Bharatsinh Solanki, state president of the Congress in Gujarat, is 64, but looks no more than 50. Well-built and with a booming voice, this civil engineering graduate has with him the master blueprint for electioneering. What is more, he has inherited the maturity and mindfulness of his father Madhav Singh Solanki, former chief minister of Gujarat.
It was early morning, and Bharatsinh Solanki was tired and heavy-eyed when he returned to Ahmedabad after having accompanied Congress vice president Rahul Gandhi on his campaign trail. Solanki agreed to talk to Malayala Manorama though he is generally averse to interviews.
Excerpts from the interview with Bharatsinh Solanki:
How hopeful is the Congress about victory in the assembly elections?
We are sure of coming to power. The people of Gujarat dislike the BJP’s rule. All sections of the people, irrespective of caste or creed, have distanced themselves from the BJP. In the last elections, the difference total votes between the BJP and the Congress was merely 7 per cent, which is a small margin. The Congress made a comeback in the recent elections to the local bodies by bagging 105 seats in the block panchayats and district panchayats. This was just a beginning.
Will the movements led by Hardik Patel, Jignesh Mevani and Alpesh Thakor benefit the Congress?
These three are the young leaders of Gujarat. They have created a new stir in the state. All the three support the Congress totally. In fact, a majority of the youngsters of Gujarat are in favour of the Congress.

Dataset rows:
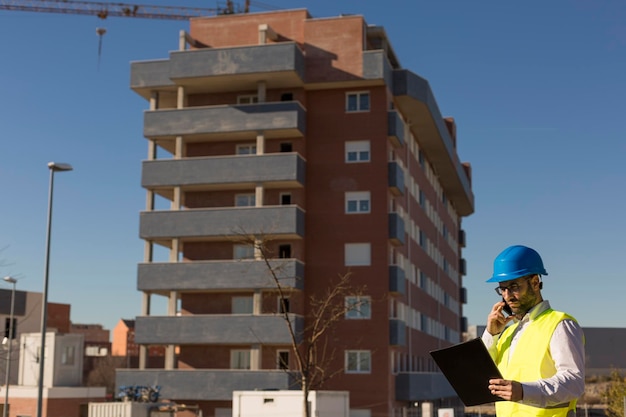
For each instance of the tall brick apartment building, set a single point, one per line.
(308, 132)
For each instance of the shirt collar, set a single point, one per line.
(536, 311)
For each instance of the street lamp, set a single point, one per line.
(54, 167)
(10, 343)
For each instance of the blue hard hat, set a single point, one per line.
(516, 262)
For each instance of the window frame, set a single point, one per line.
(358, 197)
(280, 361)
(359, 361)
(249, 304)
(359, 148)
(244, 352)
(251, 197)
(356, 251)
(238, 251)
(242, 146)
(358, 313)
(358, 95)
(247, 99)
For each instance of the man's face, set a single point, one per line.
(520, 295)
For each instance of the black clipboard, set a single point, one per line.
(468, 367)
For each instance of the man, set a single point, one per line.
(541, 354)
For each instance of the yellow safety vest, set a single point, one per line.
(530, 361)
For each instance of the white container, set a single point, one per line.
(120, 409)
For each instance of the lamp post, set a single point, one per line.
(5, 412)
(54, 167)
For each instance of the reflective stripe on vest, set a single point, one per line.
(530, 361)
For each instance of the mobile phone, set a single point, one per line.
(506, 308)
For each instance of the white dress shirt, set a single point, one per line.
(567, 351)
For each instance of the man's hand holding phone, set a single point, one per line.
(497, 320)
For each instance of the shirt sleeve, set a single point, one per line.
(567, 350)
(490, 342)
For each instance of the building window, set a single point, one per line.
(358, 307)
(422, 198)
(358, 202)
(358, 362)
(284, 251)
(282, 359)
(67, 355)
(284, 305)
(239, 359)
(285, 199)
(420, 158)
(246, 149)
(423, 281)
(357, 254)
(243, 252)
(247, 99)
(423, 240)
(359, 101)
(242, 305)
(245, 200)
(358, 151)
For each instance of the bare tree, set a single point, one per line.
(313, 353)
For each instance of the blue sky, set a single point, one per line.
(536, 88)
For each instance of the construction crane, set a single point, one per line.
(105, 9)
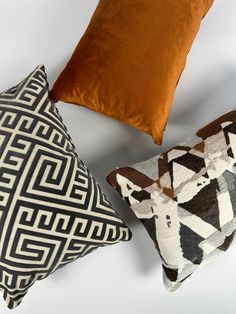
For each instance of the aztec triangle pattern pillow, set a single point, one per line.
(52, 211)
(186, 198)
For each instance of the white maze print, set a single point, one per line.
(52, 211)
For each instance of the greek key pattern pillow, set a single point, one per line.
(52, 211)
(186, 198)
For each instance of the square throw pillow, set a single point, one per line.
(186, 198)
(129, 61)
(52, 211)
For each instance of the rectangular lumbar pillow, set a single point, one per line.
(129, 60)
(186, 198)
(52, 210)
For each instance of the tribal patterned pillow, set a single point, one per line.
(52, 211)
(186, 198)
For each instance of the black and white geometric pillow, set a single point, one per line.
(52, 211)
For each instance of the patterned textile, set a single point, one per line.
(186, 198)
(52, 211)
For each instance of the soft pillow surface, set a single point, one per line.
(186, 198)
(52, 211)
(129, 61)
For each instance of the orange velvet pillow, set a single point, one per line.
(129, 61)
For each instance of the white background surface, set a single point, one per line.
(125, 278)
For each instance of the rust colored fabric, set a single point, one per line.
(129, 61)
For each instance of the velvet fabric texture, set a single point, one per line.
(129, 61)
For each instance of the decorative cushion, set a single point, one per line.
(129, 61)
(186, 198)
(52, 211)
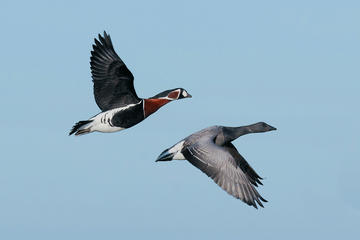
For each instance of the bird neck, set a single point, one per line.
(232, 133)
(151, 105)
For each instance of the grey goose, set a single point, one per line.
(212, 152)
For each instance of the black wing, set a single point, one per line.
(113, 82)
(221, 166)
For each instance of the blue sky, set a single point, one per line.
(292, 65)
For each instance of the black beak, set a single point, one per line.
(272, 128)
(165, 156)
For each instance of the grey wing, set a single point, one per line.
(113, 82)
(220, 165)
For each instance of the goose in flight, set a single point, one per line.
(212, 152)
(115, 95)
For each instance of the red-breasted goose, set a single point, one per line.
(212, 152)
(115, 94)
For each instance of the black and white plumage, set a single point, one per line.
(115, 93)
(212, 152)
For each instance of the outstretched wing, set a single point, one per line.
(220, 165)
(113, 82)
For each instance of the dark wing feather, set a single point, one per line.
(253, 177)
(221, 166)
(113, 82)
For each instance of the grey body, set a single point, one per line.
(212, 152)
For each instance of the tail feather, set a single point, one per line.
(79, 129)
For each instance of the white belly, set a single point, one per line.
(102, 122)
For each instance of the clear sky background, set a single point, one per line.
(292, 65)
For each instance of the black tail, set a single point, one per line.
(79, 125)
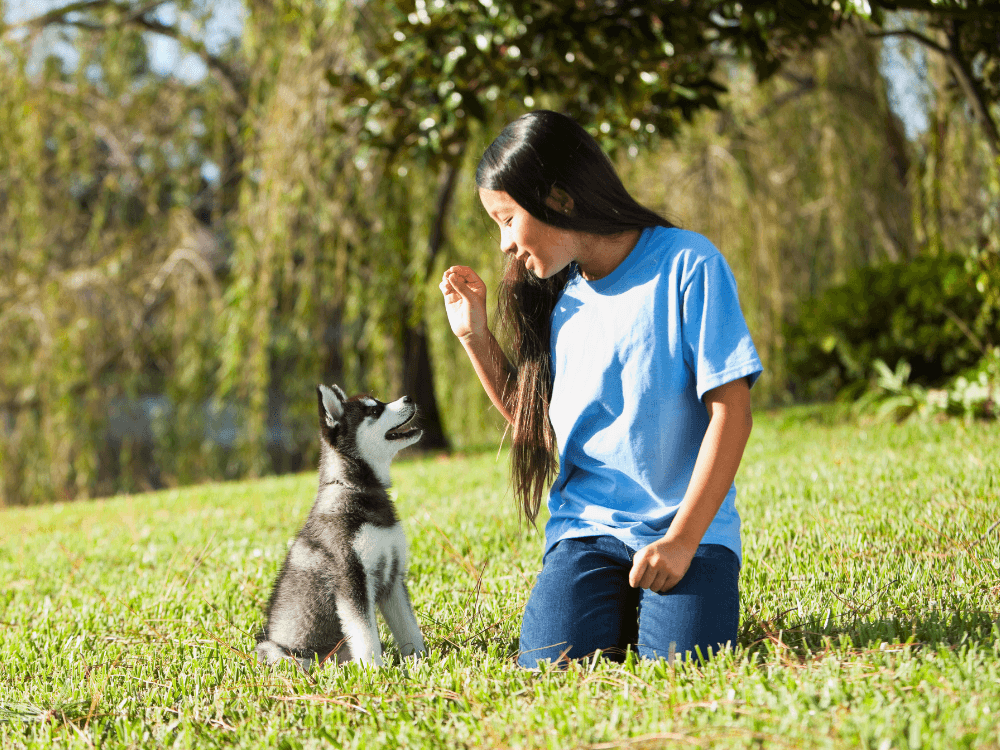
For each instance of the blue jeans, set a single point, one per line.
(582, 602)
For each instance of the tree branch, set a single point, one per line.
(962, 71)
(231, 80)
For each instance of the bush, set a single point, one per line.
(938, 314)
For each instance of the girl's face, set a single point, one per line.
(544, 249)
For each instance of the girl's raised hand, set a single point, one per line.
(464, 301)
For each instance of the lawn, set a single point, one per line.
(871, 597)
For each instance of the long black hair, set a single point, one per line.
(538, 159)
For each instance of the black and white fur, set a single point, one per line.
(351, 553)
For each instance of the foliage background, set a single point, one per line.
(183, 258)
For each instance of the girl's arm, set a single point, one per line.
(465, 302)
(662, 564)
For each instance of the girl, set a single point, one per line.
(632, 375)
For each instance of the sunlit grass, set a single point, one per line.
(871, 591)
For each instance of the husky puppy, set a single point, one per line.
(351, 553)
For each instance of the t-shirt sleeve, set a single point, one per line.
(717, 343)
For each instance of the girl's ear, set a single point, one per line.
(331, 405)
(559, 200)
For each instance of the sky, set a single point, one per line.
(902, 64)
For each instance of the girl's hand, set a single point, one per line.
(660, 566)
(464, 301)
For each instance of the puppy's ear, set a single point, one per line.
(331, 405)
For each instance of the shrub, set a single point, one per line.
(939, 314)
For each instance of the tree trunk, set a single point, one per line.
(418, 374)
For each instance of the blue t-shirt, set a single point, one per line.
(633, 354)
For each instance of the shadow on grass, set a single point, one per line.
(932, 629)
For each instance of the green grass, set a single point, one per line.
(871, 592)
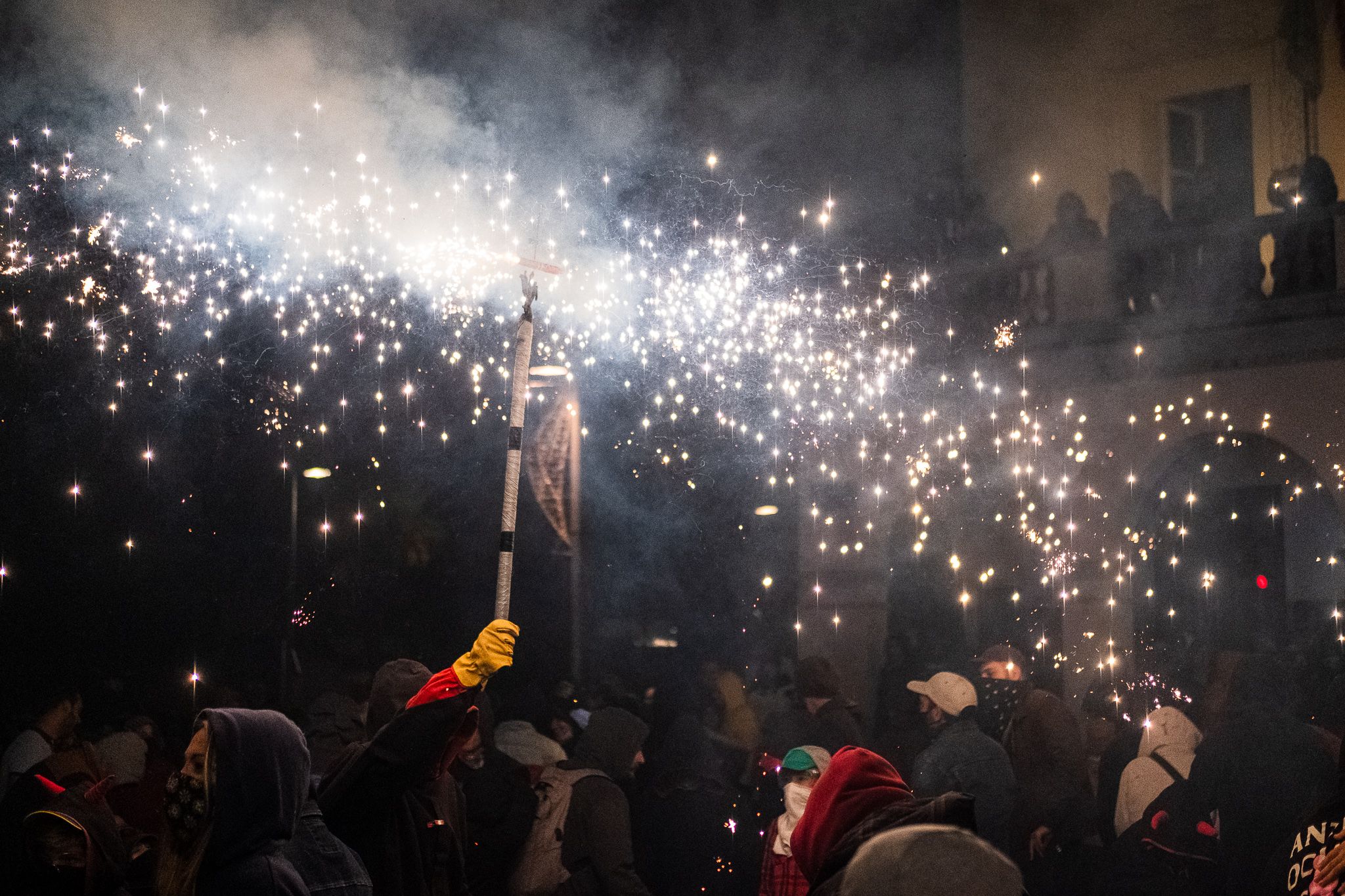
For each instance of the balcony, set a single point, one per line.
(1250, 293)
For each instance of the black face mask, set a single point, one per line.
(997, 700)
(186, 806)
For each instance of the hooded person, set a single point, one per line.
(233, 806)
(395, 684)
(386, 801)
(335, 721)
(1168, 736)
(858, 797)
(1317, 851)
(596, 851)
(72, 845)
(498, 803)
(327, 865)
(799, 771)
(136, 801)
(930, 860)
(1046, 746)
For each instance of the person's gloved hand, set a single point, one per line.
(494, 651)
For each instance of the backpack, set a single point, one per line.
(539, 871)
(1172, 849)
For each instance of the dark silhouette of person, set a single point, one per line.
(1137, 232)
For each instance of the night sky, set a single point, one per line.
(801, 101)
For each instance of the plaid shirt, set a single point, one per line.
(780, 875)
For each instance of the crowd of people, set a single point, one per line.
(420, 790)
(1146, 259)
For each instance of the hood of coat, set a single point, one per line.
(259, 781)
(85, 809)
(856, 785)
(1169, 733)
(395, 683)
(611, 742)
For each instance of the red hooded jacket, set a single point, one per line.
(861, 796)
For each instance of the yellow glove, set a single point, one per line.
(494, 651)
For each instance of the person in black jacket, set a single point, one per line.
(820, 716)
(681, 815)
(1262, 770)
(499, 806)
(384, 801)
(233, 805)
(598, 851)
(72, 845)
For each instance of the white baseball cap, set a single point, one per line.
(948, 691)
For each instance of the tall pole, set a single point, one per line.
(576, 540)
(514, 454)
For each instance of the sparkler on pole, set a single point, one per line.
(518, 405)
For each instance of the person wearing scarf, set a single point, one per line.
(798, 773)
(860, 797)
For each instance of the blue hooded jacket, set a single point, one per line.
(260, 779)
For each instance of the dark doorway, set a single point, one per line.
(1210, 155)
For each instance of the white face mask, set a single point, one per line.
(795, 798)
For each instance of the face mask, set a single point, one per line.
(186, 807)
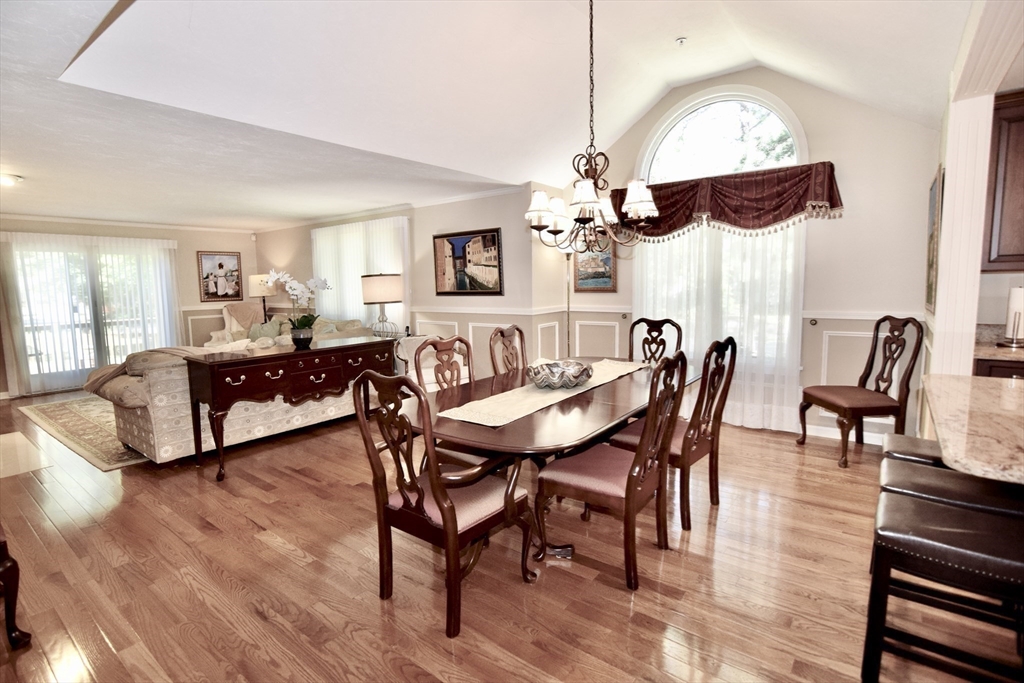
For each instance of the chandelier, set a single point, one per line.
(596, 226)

Work instructions: Extend the interview with Bharatsinh Solanki about the Gujarat assembly elections, picking up right after its final answer.

Exercise answer:
It was rumoured that you would be contesting in the elections, but your name did not find a place in the list of candidates. Why?
I did not contest in elections when I was PCC president earlier (2006-2008). My task now is to lead the electioneering in all the 182 constituencies, and I want to put in my best efforts for that.
Why has the Congress not announced the chief ministerial candidate this time?
You can be sure of a Congress legislator becoming the chief minister.
Are you aware of the fact that the organisational setup of the Congress at the grassroots-level is weak even while you claim that there is an anti-incumbency trend?
The Congress is a movement of the people―Jan Aandolan. The people of Gujarat have come forward to support the Congress en masse. This is a change for the better.
How many seats do you expect?
Certainly over 125.
(This article was originally published in Malayala Manorama)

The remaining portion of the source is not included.